**Work to be completed**.
All of the data that follows should be written out exactly.

(Beginning of Data section)

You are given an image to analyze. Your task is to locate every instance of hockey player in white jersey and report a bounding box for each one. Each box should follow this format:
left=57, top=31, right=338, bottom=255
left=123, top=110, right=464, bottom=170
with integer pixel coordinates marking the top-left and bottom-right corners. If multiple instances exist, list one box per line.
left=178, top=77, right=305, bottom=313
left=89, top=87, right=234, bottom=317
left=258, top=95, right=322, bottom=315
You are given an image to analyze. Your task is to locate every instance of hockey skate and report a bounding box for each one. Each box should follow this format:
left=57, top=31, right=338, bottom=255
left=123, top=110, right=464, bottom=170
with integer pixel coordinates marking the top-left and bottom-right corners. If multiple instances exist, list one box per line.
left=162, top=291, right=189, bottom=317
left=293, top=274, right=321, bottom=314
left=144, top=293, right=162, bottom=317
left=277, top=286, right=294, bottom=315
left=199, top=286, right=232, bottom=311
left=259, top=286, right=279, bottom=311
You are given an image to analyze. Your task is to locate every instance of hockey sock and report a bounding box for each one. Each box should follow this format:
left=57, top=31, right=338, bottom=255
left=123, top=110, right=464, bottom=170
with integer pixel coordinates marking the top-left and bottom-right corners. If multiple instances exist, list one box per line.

(End of Data section)

**Expected answer**.
You are given an image to analyze. Your task is to locate every instance of hockey player in white jersey and report a bounding box for each one. Each box should follow this format:
left=57, top=31, right=338, bottom=255
left=123, top=110, right=464, bottom=170
with integer pixel coordinates marking the top-left and bottom-right corners. If multiple instances exist, list one box per line.
left=178, top=77, right=305, bottom=313
left=89, top=87, right=234, bottom=317
left=258, top=95, right=322, bottom=315
You are given an image to analyze. Your task is to locate every instance of hockey skate and report a bounding box for each one. Each box should follow this format:
left=57, top=31, right=338, bottom=255
left=123, top=110, right=464, bottom=170
with integer pixel coordinates marking the top-left and bottom-right corners. If multiple instances exist, list one box per line.
left=162, top=291, right=189, bottom=317
left=293, top=274, right=321, bottom=314
left=144, top=293, right=162, bottom=317
left=277, top=286, right=294, bottom=315
left=199, top=286, right=232, bottom=311
left=259, top=286, right=279, bottom=311
You are given an image to analyze. Your task is to locate every instance of hockey sock and report a bounding box for each one. Each box should follow this format:
left=57, top=31, right=338, bottom=255
left=123, top=110, right=464, bottom=170
with integer pixel coordinates marking the top-left and bottom-right corners. If multiple instances exist, list one box per line.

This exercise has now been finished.